Please recast the records, starting at the line that contains "One point per instance of the chair" and ending at the line that contains "pixel 378 130", as a Markdown table with the columns Row and Line. Number the rows and leave out any blank lines.

[Object position labeling records]
start
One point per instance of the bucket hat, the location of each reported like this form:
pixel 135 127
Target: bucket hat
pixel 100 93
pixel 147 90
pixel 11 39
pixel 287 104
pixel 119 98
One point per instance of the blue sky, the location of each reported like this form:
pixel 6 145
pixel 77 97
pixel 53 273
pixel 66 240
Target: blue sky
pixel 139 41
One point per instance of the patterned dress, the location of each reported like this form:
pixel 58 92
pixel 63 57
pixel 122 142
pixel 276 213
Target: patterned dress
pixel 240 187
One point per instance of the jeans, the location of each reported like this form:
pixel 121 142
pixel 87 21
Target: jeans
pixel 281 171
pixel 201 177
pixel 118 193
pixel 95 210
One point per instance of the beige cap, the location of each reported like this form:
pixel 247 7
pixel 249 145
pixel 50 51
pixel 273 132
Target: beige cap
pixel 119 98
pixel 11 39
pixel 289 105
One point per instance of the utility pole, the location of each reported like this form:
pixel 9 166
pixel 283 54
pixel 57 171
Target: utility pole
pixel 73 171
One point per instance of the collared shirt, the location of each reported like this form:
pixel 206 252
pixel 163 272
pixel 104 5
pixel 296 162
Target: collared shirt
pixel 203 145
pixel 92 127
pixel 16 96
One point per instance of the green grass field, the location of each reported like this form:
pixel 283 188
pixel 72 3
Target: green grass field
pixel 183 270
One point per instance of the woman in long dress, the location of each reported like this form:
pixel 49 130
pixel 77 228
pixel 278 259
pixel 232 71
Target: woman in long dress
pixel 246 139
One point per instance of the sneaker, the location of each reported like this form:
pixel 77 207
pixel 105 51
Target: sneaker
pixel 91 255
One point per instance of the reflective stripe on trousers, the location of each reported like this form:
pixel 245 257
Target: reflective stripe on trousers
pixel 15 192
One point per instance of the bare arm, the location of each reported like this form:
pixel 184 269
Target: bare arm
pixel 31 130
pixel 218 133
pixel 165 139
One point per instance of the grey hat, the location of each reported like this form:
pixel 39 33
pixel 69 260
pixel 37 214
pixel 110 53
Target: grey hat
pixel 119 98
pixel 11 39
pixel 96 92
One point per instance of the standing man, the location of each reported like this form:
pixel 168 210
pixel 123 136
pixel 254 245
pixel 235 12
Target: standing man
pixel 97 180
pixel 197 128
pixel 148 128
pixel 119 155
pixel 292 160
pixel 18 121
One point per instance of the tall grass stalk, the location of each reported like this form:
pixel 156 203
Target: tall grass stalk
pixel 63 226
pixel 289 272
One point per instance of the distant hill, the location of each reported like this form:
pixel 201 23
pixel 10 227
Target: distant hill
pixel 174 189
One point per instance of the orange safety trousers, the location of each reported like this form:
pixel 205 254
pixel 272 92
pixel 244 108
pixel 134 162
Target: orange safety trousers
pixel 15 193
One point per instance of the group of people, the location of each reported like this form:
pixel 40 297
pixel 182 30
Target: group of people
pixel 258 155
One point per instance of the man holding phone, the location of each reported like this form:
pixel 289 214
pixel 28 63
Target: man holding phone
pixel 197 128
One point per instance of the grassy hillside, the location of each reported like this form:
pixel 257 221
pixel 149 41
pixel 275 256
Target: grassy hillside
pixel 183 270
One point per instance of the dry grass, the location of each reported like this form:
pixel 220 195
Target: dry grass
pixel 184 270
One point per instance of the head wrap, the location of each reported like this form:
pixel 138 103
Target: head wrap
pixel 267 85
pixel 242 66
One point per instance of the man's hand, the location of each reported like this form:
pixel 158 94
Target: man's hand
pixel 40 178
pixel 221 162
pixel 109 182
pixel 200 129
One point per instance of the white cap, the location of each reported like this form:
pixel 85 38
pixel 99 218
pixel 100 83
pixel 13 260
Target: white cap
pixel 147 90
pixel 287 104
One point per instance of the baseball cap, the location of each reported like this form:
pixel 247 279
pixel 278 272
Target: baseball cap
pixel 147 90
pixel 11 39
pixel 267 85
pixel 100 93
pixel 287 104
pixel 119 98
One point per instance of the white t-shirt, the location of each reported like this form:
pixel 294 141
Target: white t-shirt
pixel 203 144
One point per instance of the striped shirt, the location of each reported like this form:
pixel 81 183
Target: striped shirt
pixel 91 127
end
start
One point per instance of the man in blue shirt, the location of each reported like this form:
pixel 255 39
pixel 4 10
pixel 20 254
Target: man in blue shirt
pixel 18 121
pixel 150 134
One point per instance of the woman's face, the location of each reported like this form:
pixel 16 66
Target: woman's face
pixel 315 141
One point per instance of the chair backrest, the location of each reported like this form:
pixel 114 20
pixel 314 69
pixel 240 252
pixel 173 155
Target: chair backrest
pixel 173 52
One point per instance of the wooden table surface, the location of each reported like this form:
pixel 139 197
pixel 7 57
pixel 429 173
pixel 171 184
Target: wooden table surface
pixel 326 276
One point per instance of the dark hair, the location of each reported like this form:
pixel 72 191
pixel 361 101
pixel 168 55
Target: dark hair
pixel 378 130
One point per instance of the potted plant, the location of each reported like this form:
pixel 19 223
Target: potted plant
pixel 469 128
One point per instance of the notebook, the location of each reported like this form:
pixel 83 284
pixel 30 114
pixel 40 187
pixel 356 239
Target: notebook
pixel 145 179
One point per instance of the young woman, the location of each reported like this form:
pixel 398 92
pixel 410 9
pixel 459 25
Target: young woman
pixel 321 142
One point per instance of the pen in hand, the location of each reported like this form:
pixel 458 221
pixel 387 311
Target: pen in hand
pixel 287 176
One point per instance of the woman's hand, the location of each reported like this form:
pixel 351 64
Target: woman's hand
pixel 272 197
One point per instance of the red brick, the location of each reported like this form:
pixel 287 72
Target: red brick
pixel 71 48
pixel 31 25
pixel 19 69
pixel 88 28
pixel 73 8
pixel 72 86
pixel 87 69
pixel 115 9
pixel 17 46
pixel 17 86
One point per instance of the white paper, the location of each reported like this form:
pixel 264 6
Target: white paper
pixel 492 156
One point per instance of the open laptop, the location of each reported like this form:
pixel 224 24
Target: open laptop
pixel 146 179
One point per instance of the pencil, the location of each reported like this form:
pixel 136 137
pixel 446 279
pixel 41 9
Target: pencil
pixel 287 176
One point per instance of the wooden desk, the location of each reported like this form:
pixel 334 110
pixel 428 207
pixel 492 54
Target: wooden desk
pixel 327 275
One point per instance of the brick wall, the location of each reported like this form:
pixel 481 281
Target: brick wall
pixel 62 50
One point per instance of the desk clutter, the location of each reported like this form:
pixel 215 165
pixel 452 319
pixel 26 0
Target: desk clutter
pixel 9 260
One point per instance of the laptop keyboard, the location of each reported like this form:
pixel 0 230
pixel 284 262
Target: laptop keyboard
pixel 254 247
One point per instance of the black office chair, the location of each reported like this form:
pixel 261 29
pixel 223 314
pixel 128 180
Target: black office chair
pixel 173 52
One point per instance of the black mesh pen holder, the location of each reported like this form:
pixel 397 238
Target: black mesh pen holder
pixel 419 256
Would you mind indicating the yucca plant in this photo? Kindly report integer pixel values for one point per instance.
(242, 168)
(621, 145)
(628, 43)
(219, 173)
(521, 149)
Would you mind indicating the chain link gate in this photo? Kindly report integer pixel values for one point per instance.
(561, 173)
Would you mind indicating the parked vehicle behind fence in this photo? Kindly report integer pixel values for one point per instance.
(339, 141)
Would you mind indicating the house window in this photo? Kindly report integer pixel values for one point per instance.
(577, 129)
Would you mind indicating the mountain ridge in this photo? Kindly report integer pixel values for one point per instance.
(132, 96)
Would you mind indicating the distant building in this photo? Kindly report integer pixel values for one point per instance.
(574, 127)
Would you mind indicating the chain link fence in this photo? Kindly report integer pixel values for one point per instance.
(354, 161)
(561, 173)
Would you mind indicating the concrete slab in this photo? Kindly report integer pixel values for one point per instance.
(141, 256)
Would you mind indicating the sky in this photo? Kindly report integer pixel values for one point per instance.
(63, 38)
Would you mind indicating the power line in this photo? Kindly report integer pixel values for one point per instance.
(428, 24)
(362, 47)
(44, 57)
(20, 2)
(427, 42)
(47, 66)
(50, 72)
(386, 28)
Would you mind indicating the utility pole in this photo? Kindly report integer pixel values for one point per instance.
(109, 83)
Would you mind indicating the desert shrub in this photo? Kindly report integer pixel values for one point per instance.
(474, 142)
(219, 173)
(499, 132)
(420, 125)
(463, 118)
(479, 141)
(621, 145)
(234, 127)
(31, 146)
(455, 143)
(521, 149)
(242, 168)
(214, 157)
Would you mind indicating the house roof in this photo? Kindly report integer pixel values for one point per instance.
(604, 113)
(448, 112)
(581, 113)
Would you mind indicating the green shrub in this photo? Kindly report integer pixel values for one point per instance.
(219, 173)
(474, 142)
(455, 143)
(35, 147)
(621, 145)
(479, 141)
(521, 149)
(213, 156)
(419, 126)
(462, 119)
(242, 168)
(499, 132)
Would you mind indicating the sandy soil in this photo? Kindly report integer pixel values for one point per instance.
end
* _FINAL RESULT_:
| Row | Line |
|---|---|
| 1 | One point per instance of the chair backrest, the location of each reported like this form: |
| 2 | pixel 114 20 |
| 3 | pixel 314 69 |
| 4 | pixel 240 252 |
| 5 | pixel 173 155 |
| 6 | Target: chair backrest |
| 7 | pixel 173 52 |
| 8 | One point per instance of the wooden table surface, the location of each reported like this form: |
| 9 | pixel 139 197 |
| 10 | pixel 7 57 |
| 11 | pixel 429 173 |
| 12 | pixel 171 184 |
| 13 | Target: wooden table surface |
| 14 | pixel 326 276 |
| 15 | One point per instance of the dark hair, the location of each reported like this form: |
| 16 | pixel 72 191 |
| 17 | pixel 361 101 |
| 18 | pixel 168 55 |
| 19 | Target: dark hair |
| 20 | pixel 378 130 |